··· Data provided ···

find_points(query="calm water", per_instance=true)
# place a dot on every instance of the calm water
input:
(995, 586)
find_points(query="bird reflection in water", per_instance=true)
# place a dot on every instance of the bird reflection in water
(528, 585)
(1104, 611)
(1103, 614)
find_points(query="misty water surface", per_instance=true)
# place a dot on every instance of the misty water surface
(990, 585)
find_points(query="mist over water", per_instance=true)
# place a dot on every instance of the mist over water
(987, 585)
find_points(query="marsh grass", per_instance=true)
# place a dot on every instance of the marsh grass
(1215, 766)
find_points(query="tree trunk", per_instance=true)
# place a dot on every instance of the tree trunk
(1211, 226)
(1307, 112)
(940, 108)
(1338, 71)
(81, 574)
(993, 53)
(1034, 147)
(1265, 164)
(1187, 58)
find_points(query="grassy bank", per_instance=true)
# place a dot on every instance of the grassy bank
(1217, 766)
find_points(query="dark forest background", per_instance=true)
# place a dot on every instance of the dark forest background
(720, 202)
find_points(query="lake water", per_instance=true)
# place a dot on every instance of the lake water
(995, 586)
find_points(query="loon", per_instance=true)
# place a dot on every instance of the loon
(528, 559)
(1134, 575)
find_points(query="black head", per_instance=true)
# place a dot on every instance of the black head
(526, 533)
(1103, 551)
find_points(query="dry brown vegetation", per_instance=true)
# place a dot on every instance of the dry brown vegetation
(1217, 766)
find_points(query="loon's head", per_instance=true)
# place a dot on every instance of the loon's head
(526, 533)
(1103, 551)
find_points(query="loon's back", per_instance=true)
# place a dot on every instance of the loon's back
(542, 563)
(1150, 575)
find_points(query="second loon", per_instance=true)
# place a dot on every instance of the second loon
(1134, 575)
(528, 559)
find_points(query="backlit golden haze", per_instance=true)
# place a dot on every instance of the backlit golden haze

···

:: Task instructions ::
Show each line of the records above containing "backlit".

:: Solution to the problem ::
find_points(query="backlit golden haze", per_instance=true)
# place a dot on every instance of the backlit golden haze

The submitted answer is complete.